At the same time, the Green Party has taken its own rightward turn. Early analyses suggest that a surprising number of PPC votes came from former Greens voters.

In this vacuum, the PPC has been able to pose itself as a repository for opposition, and to play up anger that exists in Canadian politics for its own reactionary ends. This has been achieved, in part, by its emphasis on a claimed commitment to a vague and malleable notion of “freedoms” or “liberties”.

Fascism and the PPC

Well known neo-Nazi, fascist, and white supremacist groups and individuals have endorsed the PPC. The PPC has openly flown its flags and offered speakers at rallies attended by fascist groups, such as the Soldiers of Odin. It has also participated side by side with fascists at aggressive actions.

The Canadian Anti-Hate Network has identified several candidates, party insiders and supporters who have been members of fascist groups. This includes more than 10 PPC candidates or party members who have been involved in white nationalist groups. One of the party’s first riding executives ran a neo-Nazi organisation in the United States.

********************

- Exercise requirements -
**a)** For each statement, say whether it agrees with the PPC passage, and quote the words from the passage that decide it: (i) Some PPC votes appear to have come from people who used to vote Green. (ii) Fewer than five PPC candidates or party members have been involved in white nationalist groups. (iii) One of the party's first riding executives ran a neo-Nazi organization in Canada.
**b)** Reproduce the PPC passage word for word, starting at "In this vacuum, the" and ending at "at aggressive actions.".
Base your answers only on the PPC passage.

- Excerpted records -
********************

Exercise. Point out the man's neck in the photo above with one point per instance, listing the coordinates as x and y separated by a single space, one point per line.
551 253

********************

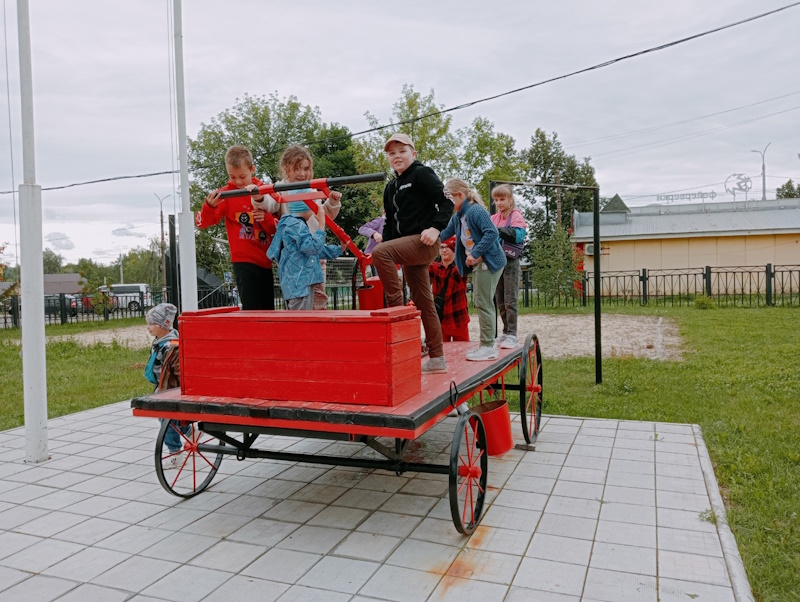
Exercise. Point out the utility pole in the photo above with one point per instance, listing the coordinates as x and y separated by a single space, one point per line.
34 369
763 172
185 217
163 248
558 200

********************

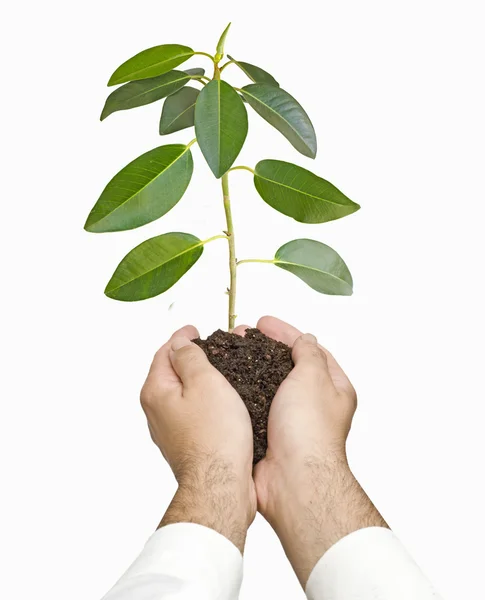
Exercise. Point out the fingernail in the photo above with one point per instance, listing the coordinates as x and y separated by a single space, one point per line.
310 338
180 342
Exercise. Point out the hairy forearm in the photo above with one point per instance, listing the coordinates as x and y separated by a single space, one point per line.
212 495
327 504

********************

- Solutions to the exercise -
**a)**
(i) Yes: "a surprising number of PPC votes came from former Greens voters."
(ii) No: "more than 10 PPC candidates or party members who have been involved in white nationalist groups."
(iii) No: "ran a neo-Nazi organisation in the United States."

**b)**
In this vacuum, the PPC has been able to pose itself as a repository for opposition, and to play up anger that exists in Canadian politics for its own reactionary ends. This has been achieved, in part, by its emphasis on a claimed commitment to a vague and malleable notion of “freedoms” or “liberties”.

Fascism and the PPC

Well known neo-Nazi, fascist, and white supremacist groups and individuals have endorsed the PPC. The PPC has openly flown its flags and offered speakers at rallies attended by fascist groups, such as the Soldiers of Odin. It has also participated side by side with fascists at aggressive actions.